• _Region annotation entries_:
* * * * * * *

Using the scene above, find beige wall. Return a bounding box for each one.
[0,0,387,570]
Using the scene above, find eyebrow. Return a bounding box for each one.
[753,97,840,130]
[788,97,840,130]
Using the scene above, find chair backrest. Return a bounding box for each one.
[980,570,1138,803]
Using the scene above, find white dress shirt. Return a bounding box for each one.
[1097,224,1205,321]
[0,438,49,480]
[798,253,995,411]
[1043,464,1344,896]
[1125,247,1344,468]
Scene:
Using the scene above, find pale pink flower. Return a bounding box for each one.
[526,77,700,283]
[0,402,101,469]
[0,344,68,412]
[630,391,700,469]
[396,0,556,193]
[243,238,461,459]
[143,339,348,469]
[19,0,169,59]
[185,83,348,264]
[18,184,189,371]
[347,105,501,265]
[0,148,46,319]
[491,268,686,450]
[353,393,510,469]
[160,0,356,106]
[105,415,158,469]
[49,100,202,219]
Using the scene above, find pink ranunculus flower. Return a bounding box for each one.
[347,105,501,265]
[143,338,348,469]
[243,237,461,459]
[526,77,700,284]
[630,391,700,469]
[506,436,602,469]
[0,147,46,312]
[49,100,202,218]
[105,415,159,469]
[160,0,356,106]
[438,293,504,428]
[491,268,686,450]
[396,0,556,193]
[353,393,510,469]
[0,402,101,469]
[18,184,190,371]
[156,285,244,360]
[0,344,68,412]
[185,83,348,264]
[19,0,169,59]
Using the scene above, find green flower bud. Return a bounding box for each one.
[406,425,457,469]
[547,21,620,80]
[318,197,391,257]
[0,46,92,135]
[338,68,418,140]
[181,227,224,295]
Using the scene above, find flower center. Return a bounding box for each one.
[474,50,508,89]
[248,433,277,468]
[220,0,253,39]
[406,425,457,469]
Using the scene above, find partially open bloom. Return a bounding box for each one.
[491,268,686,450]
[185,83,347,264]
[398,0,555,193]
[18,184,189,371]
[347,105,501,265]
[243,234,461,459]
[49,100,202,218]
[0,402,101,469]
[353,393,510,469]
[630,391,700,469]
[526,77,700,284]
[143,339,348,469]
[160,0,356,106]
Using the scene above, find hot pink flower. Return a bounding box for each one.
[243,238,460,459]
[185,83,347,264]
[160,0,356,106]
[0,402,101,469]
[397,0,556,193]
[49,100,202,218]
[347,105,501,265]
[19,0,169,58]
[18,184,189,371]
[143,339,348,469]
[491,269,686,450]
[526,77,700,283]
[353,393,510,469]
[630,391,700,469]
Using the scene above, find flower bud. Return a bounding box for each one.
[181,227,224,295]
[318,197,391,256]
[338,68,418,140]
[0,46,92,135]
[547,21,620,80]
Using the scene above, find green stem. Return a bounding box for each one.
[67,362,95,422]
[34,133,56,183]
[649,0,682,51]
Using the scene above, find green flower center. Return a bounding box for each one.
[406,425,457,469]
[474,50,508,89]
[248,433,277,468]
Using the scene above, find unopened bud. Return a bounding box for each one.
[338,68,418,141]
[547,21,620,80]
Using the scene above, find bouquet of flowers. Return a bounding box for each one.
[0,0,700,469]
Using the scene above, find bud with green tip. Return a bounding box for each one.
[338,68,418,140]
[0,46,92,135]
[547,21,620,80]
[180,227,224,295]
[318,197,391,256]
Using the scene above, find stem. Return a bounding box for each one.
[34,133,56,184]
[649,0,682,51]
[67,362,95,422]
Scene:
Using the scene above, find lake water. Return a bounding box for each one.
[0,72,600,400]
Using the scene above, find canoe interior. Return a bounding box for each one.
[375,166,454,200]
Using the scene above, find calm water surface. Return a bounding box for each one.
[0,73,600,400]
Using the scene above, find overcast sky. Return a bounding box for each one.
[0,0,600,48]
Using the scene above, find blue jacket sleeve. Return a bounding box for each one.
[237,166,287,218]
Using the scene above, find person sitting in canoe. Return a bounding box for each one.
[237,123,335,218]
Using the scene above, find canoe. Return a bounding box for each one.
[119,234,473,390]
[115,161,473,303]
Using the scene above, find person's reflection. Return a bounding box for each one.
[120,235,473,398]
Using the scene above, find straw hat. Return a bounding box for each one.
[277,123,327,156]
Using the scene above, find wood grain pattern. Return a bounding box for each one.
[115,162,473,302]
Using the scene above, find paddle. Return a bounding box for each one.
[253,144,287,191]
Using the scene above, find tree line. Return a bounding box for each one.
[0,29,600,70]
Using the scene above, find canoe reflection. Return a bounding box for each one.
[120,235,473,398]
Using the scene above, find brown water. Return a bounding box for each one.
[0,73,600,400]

* * * * * * *

Reproduce all of the records above word for word, changing nothing.

Using the scene above, find beige wall. Return a bounding box for each one.
[0,0,387,570]
Using the scene above, find eyebrow. Return a bounding box for each one.
[753,97,840,130]
[788,97,840,130]
Using the scene above, find chair backrest. Return a bounding box for each one.
[980,570,1138,803]
Using the scene above, find white dress shirt. Return a bounding box for each one.
[1097,224,1205,321]
[0,438,49,480]
[798,253,995,411]
[1043,464,1344,896]
[1125,247,1344,468]
Scene:
Using the scene above, find pale pink flower. Return a bounding box for each one.
[526,77,700,283]
[0,402,101,469]
[0,344,68,412]
[630,391,700,469]
[396,0,556,193]
[243,238,461,459]
[143,339,348,469]
[19,0,169,59]
[185,83,348,264]
[18,184,189,371]
[347,105,501,265]
[0,148,46,319]
[491,268,686,450]
[353,393,510,469]
[160,0,356,106]
[105,415,158,469]
[49,100,202,219]
Using the scene above, find pink ranunculus flower. Return a bounding box for each one.
[347,105,501,265]
[143,338,348,469]
[243,237,461,459]
[526,77,700,284]
[630,391,700,469]
[506,436,602,469]
[0,147,46,312]
[49,100,202,218]
[105,415,159,469]
[160,0,356,106]
[438,293,504,428]
[491,268,686,450]
[396,0,556,193]
[353,393,510,469]
[0,402,101,469]
[18,184,190,371]
[156,285,244,360]
[0,344,68,412]
[185,83,348,264]
[19,0,169,59]
Using the scene above, find green flower bud. Return a bounding box for each one.
[406,425,457,469]
[547,21,620,80]
[318,197,391,257]
[0,46,92,135]
[338,68,418,140]
[181,227,224,295]
Using the scene above, find flower center. Return a bounding box for each one.
[474,50,508,89]
[248,433,277,468]
[220,0,253,39]
[406,425,457,469]
Using the scene above, find partially open bloom. Return a bounding box for each one.
[491,268,686,450]
[185,83,347,264]
[398,0,555,193]
[18,184,189,371]
[347,105,501,265]
[243,234,461,459]
[49,100,202,218]
[0,402,101,469]
[353,393,510,469]
[630,391,700,469]
[526,77,700,284]
[143,339,348,469]
[160,0,356,106]
Using the scene above, find hot pink flower. Return a bounding box for each one.
[243,238,460,459]
[185,83,347,264]
[160,0,356,106]
[0,402,101,469]
[397,0,556,193]
[49,100,202,218]
[347,105,501,265]
[19,0,169,58]
[18,184,189,371]
[143,339,348,469]
[491,269,686,450]
[526,77,700,283]
[353,393,510,469]
[630,391,700,469]
Using the scene above, find flower bud. Return a bounding box for each one.
[181,227,224,295]
[318,197,391,256]
[338,68,418,140]
[0,46,92,135]
[547,21,620,80]
Using the scene above, find green stem. Return a bounding box for each one.
[67,362,95,422]
[34,133,56,183]
[649,0,682,51]
Using the scene above, find green flower center. Return a bounding box for each one.
[406,425,457,469]
[474,50,508,89]
[248,433,277,468]
Using the scene above, find unopened bud. Return a bounding box for each one.
[338,68,418,141]
[547,21,620,80]
Using the scene above, find bouquet of flowers. Return a bounding box for each one.
[0,0,700,469]
Using the scene above, find bud with green tip. Return a bounding box for each one.
[338,68,418,140]
[0,46,92,135]
[547,21,620,80]
[180,227,224,295]
[318,197,391,256]
Using the scene above, find stem. Return a bounding box for each one.
[34,133,56,184]
[649,0,682,51]
[67,362,95,422]
Scene:
Using the scene above, find lake water. Return a bounding box for each one.
[0,72,600,400]
Using the scene above, find canoe interior. Return a bounding box for each one.
[375,166,454,200]
Using the scene above, find calm water surface. Return a bounding box for each one.
[0,73,600,400]
Using the scene above, find overcast sky. Return a bounding box for each one.
[0,0,600,48]
Using the scene above, find blue jacket sleeve. Return a bounding box for each one.
[237,166,287,218]
Using the scene above, find person sitting in canoe. Return a bounding box for each one.
[237,123,335,218]
Using the scene above, find canoe. Return a bounding box for each one.
[119,234,473,390]
[115,161,473,303]
Using the scene above, find person's reflection. Return a bounding box for each one.
[120,235,473,398]
Using the scene above, find straw hat. Return a bounding box for each one.
[277,123,327,156]
Using the scene above, find wood grain pattern. Return a bounding box for each one.
[115,162,473,302]
Using the scene above, find paddle. Return a bounding box for each one.
[253,144,287,191]
Using the scene above, find tree line. Return a bounding box for each one.
[0,29,600,70]
Using the scene above, find canoe reflection. Return a bounding box for each one.
[120,235,473,398]
Using the scene above, find brown water. Return a bounding box for each one.
[0,73,600,400]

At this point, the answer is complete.